§ **Exercise set**:
a: Extract the stretch of the 1408 review from "John Cusack is" through "wanted to see.", copying it word for word.
b: Continue the movie review of 1408 from the point where it stops.

§ **Extract**:
Sunday, June 24, 2007

1408 (minor spoilers)

John Cusack is an actor who defined an entire generation of love sick, semi sarcastic young men. He turned a possible stalker moment in Say Anything into one hell of a romantic if not a bit corny moment. In the late 90's and the beginning of this decade he reemerged as a prototype slacker in his 30's, again defining a generation with movies like High Fidelity. He has a certain unassuming charm that plays perfectly into his natural good looks and has made quite the career for himself. Stephen King is probably the most famous American author living and has had a considerable amount of his fiction turned into movies. Mostly they are awful when based on his scary fiction but in turning his short stories into movies, Hollywood usually does alright by him. I am not so much a fan of Mr. King but I am a big fan of John Cusack and from the first trailer I knew this was a movie I wanted to see.


Mike Enslin (Cusack) is an author who travels the country finding the scariest places, debunking paranormal myths and writing books about his excursions. We also know there is some tragedy looming in his past but the movie does not immediately divulge this past. Instead we catch glimpses of this past in nicely placed flashbacks weaved throughout the terse frightening moments. It actually provides a very nice balance throughout. Enslin is disillusioned with God and the afterlife due to this tragedy and after once writing a novel called The long road home he gives up these sort of coming of age novels in favor of this shock and awe type of book. He is often sent brochures and postcards from "haunted" hotels and comes across a postcard that just states "Don't enter 1408." When he realizes the digits add up to 13 he is a bit intrigued and sets out to stay there. When he calls to get the room the hotel staff refuses to let him stay in that room and Enslin has to resort to a possible lawsuit to get him in. He researches the place to find about 20 suicides in the room. When he gets to the hotel he is met by Gerald Olin (Samuel L. Jackson) and is again asked not to enter this room. Olin is the manager of the hotel where this room is and he gives Enslin an entire packet full of material about the room. Counting "natural" deaths, 55 people have died in the room. After a brief, somewhat humorous conversation between the two Enslin remains unmoved and says that no paranormal activity will keep him out to which Olin says "I didn't say anything about paranormal activity, it is just an evil fucking room." Therein lies the premise of the movie.

§ **The data**:
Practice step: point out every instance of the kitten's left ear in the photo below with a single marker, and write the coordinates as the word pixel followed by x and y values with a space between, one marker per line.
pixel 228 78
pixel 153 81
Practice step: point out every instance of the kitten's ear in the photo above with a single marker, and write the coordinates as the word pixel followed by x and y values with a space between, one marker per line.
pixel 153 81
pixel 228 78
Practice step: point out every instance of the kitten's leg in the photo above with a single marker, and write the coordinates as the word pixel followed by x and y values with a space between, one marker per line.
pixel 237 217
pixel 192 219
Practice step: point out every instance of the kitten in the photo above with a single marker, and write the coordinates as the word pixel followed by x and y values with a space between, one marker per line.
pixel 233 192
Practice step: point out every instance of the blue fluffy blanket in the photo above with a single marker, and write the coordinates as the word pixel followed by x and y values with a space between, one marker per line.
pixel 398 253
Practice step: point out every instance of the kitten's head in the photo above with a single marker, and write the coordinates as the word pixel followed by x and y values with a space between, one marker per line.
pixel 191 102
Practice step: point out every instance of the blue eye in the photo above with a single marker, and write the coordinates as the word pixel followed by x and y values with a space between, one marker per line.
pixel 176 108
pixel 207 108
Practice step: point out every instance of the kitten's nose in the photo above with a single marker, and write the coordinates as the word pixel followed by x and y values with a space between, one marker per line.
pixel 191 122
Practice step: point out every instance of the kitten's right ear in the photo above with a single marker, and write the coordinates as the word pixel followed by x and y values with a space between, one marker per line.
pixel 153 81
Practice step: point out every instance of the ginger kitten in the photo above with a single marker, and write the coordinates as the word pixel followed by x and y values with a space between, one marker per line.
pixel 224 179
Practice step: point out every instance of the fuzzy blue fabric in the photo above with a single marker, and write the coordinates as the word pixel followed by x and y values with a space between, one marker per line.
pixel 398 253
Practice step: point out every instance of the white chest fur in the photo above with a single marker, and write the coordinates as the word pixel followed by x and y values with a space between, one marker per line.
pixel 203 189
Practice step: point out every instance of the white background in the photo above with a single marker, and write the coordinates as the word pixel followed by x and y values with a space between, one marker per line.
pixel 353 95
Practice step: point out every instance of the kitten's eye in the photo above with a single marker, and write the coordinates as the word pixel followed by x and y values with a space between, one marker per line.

§ **Expected responses**:
a:
John Cusack is an actor who defined an entire generation of love sick, semi sarcastic young men. He turned a possible stalker moment in Say Anything into one hell of a romantic if not a bit corny moment. In the late 90's and the beginning of this decade he reemerged as a prototype slacker in his 30's, again defining a generation with movies like High Fidelity. He has a certain unassuming charm that plays perfectly into his natural good looks and has made quite the career for himself. Stephen King is probably the most famous American author living and has had a considerable amount of his fiction turned into movies. Mostly they are awful when based on his scary fiction but in turning his short stories into movies, Hollywood usually does alright by him. I am not so much a fan of Mr. King but I am a big fan of John Cusack and from the first trailer I knew this was a movie I wanted to see.

b:
Once inside the room this movie becomes a raw, creepy, scary and unnerving tale of one mans struggle to stay alive. Ghosts haunts the room, the clock radio comes on at random moments really scaring the crap out Enslin and the audience. At first Enslin believes the hotel is playing tricks on him and then he believes the alcohol Olin gave him is spiked with some sort of hallucinogen as he sees and hears the most random haunting things including old home footage from Enslins life. Thus begins the weaving of the flashbacks. We find a happy Enslin with a wife and daughter, but soon that happiness turns to sadness as his daughter is diagnosed with a terminal illness and ultimately dies. At different moments he sees or hears his dead daughter in the room, tries to communicate with his estranged wife via yahoo video messenger only to have the room take over.


For the first 40 minutes or so inside the hotel room this movie is an edge-of-the-seat thriller as we wonder what he will see or hear next. We wonder if these ghosts are real or figments of an overactive imagination. The room haunts the mind of Enslin, but we are never sure exactly what the room is. Unfortunately the movies gets tripped up by the usual Stephen King issue- it just goes too far. The room's climate gets insane as he endures a blizzard, a flood and an earthquake and as the movie continues on it just gets more and more over the top. Cusack does his best to reel the movie back in but even he gets lost in this grandiose smug attitude that King has been living sweetly off of for so many years. We never get the answer we want, although we mostly get the ending we hope for and while watching an innocent child die and then turn to a skull and bones and ultimately bust is disturbing, it isn't terribly effective because it doesn't keep with the theme that the movie started with. It starts with less is more and ends with too much is too much.